# Work required
Starting at the line containing "Detect paved driveway." and ending at the line containing "[0,0,300,173]", write out only those lines of the entries again, requests included, but scale every box coordinate in the answers by 1.45 and round each result to a whole number, with halves rounding up.

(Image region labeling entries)
+--

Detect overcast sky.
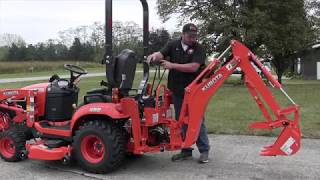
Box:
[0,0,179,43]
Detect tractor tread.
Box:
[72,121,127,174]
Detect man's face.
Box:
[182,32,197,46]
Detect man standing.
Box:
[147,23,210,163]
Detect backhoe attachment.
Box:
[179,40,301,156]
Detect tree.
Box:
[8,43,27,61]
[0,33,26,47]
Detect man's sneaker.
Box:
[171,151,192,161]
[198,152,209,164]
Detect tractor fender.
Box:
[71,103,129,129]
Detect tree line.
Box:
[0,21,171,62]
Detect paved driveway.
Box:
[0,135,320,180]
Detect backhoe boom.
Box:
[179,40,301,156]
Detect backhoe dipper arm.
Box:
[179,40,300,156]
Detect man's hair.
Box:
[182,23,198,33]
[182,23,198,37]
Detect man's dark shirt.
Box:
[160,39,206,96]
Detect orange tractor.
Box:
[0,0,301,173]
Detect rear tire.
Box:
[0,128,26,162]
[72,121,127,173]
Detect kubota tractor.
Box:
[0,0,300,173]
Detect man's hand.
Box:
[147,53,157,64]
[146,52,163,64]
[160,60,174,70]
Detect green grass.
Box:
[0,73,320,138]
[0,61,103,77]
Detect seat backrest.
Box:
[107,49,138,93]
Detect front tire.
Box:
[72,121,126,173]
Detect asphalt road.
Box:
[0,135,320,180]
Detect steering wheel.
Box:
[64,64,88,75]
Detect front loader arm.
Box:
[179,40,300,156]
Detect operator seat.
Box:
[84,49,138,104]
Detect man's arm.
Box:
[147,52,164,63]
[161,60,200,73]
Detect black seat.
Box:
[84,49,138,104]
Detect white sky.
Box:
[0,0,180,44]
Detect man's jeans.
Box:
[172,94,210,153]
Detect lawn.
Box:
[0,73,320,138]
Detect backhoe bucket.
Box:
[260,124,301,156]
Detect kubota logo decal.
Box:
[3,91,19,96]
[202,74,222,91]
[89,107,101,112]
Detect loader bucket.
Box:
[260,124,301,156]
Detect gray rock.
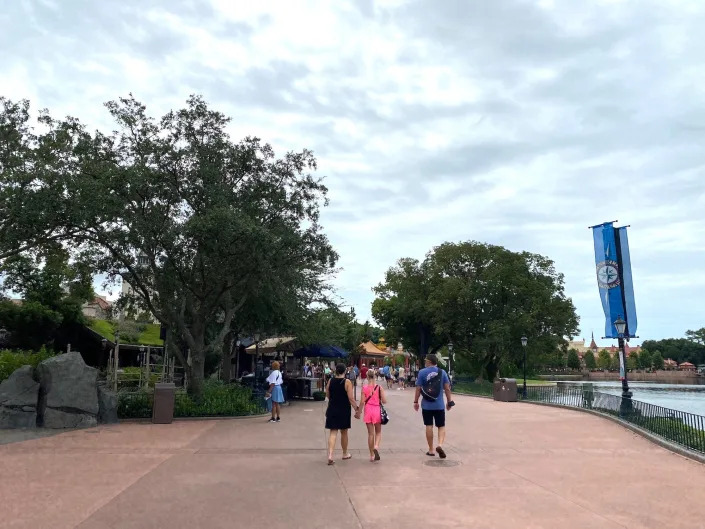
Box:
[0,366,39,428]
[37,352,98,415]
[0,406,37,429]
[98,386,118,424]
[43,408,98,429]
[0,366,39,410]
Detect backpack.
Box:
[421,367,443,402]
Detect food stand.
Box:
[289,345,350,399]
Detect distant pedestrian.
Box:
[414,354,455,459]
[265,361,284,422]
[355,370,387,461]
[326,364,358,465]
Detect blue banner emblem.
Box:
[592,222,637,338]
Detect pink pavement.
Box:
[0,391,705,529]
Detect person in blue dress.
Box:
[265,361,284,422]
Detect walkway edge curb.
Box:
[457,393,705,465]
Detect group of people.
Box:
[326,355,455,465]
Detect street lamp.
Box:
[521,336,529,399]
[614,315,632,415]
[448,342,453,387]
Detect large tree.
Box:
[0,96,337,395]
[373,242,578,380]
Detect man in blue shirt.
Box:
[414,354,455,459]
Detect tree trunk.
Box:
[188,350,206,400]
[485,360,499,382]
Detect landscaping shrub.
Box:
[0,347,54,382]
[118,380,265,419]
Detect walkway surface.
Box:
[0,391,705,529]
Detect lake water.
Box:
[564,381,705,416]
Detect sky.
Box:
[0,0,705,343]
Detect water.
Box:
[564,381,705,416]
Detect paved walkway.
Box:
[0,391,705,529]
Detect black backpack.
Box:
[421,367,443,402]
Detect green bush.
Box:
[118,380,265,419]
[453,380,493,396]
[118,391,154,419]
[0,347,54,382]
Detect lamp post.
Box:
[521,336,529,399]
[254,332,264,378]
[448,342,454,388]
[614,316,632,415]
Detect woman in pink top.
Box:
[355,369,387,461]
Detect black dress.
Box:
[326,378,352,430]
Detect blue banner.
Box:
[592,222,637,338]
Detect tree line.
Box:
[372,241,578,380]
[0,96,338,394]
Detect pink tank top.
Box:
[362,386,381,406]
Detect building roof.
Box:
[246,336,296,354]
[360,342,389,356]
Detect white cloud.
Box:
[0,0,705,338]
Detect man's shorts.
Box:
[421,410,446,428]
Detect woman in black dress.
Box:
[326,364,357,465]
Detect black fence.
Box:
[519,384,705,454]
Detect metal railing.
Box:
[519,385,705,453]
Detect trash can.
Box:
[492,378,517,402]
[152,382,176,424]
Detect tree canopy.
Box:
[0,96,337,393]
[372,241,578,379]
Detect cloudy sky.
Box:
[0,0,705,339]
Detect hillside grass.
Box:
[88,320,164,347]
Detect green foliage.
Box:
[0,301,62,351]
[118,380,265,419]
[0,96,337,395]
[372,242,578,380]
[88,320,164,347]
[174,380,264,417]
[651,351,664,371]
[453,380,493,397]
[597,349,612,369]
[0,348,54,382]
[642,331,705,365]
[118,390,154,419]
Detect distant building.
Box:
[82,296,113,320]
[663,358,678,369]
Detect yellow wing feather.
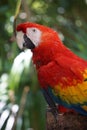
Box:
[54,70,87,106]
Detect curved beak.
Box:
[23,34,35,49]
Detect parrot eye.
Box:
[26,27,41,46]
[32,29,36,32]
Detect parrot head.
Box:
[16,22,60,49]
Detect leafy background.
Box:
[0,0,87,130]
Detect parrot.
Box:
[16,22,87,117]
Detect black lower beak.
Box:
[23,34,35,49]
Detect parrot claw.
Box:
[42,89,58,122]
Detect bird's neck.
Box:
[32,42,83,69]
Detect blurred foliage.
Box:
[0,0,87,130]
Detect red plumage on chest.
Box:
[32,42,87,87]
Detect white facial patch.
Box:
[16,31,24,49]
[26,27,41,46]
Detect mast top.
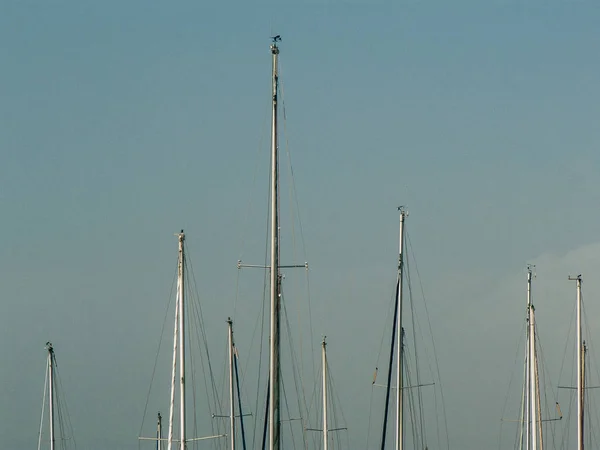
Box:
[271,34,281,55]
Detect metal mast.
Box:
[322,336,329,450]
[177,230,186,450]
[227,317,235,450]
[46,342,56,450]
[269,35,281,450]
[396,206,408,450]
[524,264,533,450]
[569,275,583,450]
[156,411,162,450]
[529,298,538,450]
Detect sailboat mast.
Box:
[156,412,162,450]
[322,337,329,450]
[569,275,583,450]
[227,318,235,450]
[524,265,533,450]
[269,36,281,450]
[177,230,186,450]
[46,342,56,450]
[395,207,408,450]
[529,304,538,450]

+--

# Full solution
Detect paved driveway.
Box:
[0,196,464,261]
Detect backhoe boom.
Box:
[260,58,436,226]
Detect backhoe dipper arm.
Box:
[260,58,435,226]
Detect man's hair.
Box:
[264,33,287,48]
[264,33,287,54]
Detect man's dark shirt.
Box:
[232,57,299,139]
Detect orange tractor.
Box:
[0,0,436,251]
Detect rear tire.
Box:
[0,186,38,235]
[104,175,184,251]
Detect kubota tractor.
Box:
[0,0,435,251]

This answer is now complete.